Collected data entries:

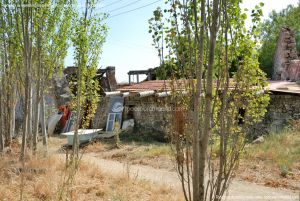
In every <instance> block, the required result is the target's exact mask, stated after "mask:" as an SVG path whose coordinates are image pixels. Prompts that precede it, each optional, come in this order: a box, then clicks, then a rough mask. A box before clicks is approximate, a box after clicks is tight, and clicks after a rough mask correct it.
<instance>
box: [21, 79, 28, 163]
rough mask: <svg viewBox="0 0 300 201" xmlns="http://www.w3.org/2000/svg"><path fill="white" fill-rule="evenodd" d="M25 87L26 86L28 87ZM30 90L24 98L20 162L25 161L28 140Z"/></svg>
mask: <svg viewBox="0 0 300 201" xmlns="http://www.w3.org/2000/svg"><path fill="white" fill-rule="evenodd" d="M28 79H29V78H28V75H27V74H26V79H25V80H26V81H25V82H26V85H27V84H28ZM26 85H25V86H26ZM28 97H29V93H28V89H27V90H26V89H25V98H24V117H23V121H24V122H23V134H22V146H21V154H20V161H22V162H23V161H25V152H26V138H27V131H28V129H27V126H28Z"/></svg>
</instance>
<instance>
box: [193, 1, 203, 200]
mask: <svg viewBox="0 0 300 201" xmlns="http://www.w3.org/2000/svg"><path fill="white" fill-rule="evenodd" d="M193 3H194V18H195V31H196V33H195V37H196V44H197V46H198V49H199V55H198V57H197V58H196V65H197V66H196V78H197V85H196V94H195V98H194V121H195V122H194V125H195V131H194V132H195V133H194V139H193V200H194V201H196V200H198V199H199V198H200V190H199V189H200V177H199V175H200V168H199V160H200V125H202V124H201V120H202V119H201V117H200V107H201V93H202V71H203V70H202V68H203V54H204V29H205V0H201V23H200V24H201V27H200V36H199V34H198V20H197V19H198V16H197V1H196V0H194V1H193Z"/></svg>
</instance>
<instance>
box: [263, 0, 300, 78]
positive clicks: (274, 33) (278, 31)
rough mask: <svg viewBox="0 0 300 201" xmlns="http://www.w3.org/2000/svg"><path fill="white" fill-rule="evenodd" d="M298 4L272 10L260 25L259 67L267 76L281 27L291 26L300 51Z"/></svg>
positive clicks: (271, 66) (272, 65)
mask: <svg viewBox="0 0 300 201" xmlns="http://www.w3.org/2000/svg"><path fill="white" fill-rule="evenodd" d="M299 21H300V6H299V5H298V6H292V5H289V6H288V7H287V8H286V9H283V10H282V11H280V12H276V11H272V13H271V14H270V18H269V19H268V20H266V21H265V22H264V23H263V24H262V25H261V37H262V46H261V48H260V50H259V62H260V67H261V69H263V71H264V72H265V73H267V75H268V77H270V76H271V74H272V67H273V59H274V54H275V50H276V45H277V41H278V38H279V34H280V31H281V28H282V27H289V28H291V29H292V30H293V31H294V33H295V37H296V42H297V50H298V53H299V52H300V23H299Z"/></svg>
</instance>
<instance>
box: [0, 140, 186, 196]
mask: <svg viewBox="0 0 300 201" xmlns="http://www.w3.org/2000/svg"><path fill="white" fill-rule="evenodd" d="M94 146H95V145H94ZM16 150H17V149H16ZM12 153H14V154H12ZM12 153H7V154H4V155H2V156H0V160H1V163H0V178H1V180H0V200H1V201H4V200H9V201H13V200H19V196H20V183H21V176H22V174H23V176H24V178H25V185H24V200H57V196H58V192H59V189H60V188H61V186H62V183H63V178H64V176H65V175H66V168H65V161H64V158H63V157H59V156H58V155H55V154H53V155H52V156H49V157H47V158H43V157H40V156H27V159H26V161H27V162H26V168H25V169H22V168H21V165H20V164H19V162H18V153H17V152H14V151H12ZM67 195H68V197H69V199H68V200H74V201H76V200H91V201H92V200H115V201H117V200H120V201H121V200H122V201H127V200H128V201H129V200H130V201H131V200H156V201H160V200H161V201H165V200H182V197H181V195H178V193H177V192H175V191H174V190H173V189H171V188H168V187H164V186H157V185H156V186H153V185H151V184H150V183H147V182H145V181H139V180H135V179H133V178H129V177H128V176H126V175H110V174H106V173H103V172H102V171H101V169H99V167H97V166H96V165H94V164H92V163H90V162H87V161H84V160H83V161H81V163H80V167H79V171H78V173H77V175H76V178H75V182H74V184H73V185H72V186H71V188H69V191H68V192H67Z"/></svg>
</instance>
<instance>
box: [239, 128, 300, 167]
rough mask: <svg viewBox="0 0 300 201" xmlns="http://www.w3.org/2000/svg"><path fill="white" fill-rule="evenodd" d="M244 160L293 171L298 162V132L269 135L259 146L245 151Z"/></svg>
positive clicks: (295, 166) (252, 145)
mask: <svg viewBox="0 0 300 201" xmlns="http://www.w3.org/2000/svg"><path fill="white" fill-rule="evenodd" d="M244 157H245V158H246V159H249V160H252V159H260V160H263V161H265V162H267V163H272V164H273V165H275V166H276V167H278V168H283V169H284V168H286V169H295V168H298V167H299V166H298V165H299V162H300V132H299V131H285V132H283V133H277V134H270V135H268V136H266V137H265V140H264V142H263V143H261V144H253V145H251V146H249V147H248V148H247V150H246V154H245V156H244Z"/></svg>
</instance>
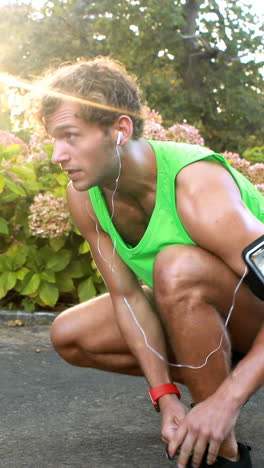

● **Exercise aim**: Pick out each line of the entries above that contains the string "positive". Letter case matters.

● **Answer area**:
positive clicks: (274, 33) (278, 31)
positive clicks: (271, 66) (272, 65)
positive clicks: (295, 166) (252, 145)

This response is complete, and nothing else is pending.